PROBLEMS AND TASKS -
1. List every person named in the Stevens trial article.
2. Convert the collection entries from the line holding "the form (287,229);" through the end of the entries, inclusive, into a two-column CSV with the header request,answer. Give one row per entry, with each field in double quotes and line breaks replaced by spaces.

DOCUMENT EXCERPT -

• • •

Sen. Ted Stevens (R-Alaska) struggled Friday afternoon to explain how renovations appeared at his home that he claims he didn’t like and had not asked for, saying that he did not know who was doing the work or how he would be paying for it.

Stevens and his wife have both testified that she was responsible for paying bills related to the renovation in the home in 2000 and 2001. But in 2002, work crews from oil-services firm VECO added a lower deck and a steel staircase, and neither the Senator nor his wife could remember how those items were installed or who did the work.

Stevens said this afternoon that his wife was no longer involved in the project by 2002, but he had not stepped in to hire a new contractor or assign additional work on the house.

In a sharp series of questions from prosecutor Brenda Morris, Stevens admitted that his friend Bill Allen was arranging for the work to get done, but he said that he made a distinction between Allen and his company, VECO.

“Bill Allen provided materials to me,” Stevens said. “I never had a bill from VECO, I never employed VECO.”

Morris expressed her skepticism that Stevens had no contracts with the people working on his home, was not pre-approving designs, and did not know what was being installed.

Stevens admitted that he knew the metal staircase on the back of the deck had come from a VECO scrap heap after being removed from an industrial use. He said he was uncertain who was doing the work, but he assumed that he would be billed for it at some point.

Morris pointed out that Allen had built a staircase Stevens didn’t like, brought in furniture that upset his wife, installed a generator that the Senator hadn’t requested. “Why didn’t you ask for your key back?” she asked.

Stevens replied, “We were still friends. … He was still using the place much more than I was.”

Prosecutors walked through a series of December 2004 e-mails that Stevens exchanged with his friends and staff in response to a press inquiry his office received about allegations that VECO worked on his home renovations.

In those e-mails, Stevens wrote that he knew of no involvement by VECO in the project, even though he admitted on cross-examination that he knew that the architect and other workers on the project were also VECO employees.

Morris suggested that those e-mail exchanges were simply a way of “covering your bottom.”

Stevens replied, “My bottom wasn’t bare.”

Stevens and his defense team have maintained throughout the trial that the Senator and his wife paid every bill they received, and that they requested bills repeatedly.

• • •

[Collection entries]
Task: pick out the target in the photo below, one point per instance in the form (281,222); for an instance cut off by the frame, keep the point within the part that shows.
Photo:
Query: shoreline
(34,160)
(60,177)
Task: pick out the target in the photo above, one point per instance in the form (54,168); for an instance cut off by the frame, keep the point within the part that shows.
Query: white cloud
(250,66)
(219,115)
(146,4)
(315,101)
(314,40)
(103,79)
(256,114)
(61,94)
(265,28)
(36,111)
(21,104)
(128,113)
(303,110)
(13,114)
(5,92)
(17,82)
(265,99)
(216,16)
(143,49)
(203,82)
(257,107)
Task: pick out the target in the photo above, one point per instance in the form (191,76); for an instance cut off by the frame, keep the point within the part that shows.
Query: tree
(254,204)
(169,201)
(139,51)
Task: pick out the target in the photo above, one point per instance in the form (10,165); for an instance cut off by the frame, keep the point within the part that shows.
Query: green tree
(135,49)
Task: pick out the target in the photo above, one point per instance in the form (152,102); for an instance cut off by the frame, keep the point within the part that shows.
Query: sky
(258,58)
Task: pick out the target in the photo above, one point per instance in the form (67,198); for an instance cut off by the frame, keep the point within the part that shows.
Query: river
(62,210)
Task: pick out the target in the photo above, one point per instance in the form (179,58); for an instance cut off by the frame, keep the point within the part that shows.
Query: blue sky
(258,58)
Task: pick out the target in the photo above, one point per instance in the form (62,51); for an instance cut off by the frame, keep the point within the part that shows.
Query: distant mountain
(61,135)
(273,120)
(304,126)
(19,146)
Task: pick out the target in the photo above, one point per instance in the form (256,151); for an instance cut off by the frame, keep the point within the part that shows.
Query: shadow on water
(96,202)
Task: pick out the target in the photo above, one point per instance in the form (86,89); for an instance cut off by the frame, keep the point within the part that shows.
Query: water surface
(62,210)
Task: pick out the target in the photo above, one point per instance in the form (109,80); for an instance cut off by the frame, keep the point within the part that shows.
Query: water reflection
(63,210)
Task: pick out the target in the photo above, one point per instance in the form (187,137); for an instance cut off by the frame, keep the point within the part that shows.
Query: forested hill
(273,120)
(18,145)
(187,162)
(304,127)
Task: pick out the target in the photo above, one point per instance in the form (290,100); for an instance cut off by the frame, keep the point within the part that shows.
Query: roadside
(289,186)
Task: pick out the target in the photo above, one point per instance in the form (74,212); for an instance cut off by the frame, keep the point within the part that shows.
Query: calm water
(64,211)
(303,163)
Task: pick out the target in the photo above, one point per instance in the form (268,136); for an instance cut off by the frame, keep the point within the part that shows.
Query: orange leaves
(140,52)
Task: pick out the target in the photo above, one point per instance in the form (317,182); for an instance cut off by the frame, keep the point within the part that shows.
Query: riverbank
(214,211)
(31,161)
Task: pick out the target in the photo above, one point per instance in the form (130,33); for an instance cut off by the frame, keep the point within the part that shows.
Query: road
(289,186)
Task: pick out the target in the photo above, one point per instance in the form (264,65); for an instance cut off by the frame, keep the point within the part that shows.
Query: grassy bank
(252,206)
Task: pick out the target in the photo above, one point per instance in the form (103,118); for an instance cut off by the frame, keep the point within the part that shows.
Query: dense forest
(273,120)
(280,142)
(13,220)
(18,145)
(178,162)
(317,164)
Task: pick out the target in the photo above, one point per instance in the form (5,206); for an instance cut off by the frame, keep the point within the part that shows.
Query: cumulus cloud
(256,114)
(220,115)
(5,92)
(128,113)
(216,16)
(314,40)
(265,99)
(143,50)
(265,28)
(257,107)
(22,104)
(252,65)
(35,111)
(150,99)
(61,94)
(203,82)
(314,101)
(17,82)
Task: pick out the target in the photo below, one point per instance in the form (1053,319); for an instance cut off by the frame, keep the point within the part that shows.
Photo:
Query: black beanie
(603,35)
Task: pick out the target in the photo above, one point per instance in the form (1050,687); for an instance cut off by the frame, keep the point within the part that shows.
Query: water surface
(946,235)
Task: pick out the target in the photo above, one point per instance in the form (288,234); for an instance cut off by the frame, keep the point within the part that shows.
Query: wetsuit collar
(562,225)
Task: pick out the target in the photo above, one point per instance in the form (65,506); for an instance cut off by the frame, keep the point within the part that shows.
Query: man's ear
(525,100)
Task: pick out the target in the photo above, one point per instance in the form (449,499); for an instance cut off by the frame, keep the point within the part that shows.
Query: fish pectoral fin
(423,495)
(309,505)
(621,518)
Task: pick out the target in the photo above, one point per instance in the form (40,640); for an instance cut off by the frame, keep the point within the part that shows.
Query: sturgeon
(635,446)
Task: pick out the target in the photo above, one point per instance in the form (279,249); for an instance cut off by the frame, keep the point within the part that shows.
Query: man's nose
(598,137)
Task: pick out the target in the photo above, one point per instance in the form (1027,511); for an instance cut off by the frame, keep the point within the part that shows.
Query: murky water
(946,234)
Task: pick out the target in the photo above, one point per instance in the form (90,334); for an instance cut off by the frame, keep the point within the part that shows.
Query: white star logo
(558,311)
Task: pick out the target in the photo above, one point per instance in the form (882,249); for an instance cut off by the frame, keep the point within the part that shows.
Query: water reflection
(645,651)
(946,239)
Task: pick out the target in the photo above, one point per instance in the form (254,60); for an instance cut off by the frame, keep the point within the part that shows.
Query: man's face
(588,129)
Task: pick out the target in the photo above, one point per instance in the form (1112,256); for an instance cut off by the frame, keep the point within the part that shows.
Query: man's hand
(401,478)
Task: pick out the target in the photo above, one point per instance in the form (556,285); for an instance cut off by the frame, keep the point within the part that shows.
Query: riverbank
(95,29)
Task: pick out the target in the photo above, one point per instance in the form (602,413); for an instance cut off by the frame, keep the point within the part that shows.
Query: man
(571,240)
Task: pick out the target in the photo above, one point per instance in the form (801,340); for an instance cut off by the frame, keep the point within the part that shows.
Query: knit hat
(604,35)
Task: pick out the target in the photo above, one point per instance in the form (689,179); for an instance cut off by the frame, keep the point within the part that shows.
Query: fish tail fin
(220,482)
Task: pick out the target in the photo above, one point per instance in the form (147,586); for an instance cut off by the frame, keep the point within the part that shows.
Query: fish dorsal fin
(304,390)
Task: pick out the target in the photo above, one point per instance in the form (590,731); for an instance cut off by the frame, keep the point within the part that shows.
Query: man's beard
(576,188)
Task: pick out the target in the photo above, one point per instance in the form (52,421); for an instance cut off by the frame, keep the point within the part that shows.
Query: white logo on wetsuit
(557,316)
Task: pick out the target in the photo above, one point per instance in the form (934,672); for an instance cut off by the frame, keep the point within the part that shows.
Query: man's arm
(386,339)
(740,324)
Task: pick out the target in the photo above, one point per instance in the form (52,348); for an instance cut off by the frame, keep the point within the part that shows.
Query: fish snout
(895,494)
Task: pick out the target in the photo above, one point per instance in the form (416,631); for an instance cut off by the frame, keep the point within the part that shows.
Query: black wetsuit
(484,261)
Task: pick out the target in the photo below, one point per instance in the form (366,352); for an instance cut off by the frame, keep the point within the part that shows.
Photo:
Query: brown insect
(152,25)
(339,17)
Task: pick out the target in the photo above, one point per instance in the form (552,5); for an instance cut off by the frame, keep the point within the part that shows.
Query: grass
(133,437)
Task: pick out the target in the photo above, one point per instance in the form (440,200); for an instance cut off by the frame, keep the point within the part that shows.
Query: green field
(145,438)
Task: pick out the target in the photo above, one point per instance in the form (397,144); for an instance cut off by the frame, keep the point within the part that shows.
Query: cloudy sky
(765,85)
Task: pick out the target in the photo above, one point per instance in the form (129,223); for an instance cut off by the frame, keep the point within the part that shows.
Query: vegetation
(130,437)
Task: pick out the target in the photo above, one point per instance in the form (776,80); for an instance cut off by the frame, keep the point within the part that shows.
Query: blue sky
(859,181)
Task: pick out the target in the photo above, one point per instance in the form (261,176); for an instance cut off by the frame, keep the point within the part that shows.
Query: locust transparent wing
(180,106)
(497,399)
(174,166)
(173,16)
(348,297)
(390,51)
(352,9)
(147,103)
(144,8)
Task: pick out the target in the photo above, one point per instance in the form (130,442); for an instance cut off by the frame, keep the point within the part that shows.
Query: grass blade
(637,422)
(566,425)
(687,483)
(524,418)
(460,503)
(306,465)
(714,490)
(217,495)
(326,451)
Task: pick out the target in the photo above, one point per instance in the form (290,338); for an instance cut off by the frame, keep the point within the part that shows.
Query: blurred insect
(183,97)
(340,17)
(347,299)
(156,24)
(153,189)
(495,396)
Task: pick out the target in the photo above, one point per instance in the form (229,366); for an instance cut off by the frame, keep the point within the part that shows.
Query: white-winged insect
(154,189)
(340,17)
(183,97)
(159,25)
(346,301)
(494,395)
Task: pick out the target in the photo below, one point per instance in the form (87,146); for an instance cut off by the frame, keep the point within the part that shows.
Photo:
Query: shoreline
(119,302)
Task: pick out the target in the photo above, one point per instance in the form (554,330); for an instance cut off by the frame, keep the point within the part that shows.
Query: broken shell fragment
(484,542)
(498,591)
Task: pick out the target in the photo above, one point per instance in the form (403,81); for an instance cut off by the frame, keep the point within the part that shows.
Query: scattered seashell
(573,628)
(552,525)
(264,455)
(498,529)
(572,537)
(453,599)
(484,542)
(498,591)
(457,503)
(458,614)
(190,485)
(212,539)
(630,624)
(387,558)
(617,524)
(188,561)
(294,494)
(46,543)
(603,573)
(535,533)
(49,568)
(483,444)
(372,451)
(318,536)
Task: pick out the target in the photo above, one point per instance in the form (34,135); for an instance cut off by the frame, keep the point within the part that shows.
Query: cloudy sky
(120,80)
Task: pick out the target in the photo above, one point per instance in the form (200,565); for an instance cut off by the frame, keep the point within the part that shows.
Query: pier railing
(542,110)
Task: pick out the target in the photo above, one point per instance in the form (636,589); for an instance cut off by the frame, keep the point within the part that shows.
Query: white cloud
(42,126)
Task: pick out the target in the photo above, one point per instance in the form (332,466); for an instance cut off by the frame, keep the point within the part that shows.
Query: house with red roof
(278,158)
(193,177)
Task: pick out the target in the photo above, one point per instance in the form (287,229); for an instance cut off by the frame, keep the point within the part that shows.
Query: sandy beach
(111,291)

• • •

COMPLETE ANSWERS -
1. Ted Stevens, Brenda Morris, Bill Allen

2.
request,answer
"Task: pick out the target in the photo above, one point per instance in the form (287,229); for an instance cut off by the frame, keep the point within the part that shows. Query: sandy beach","(111,291)"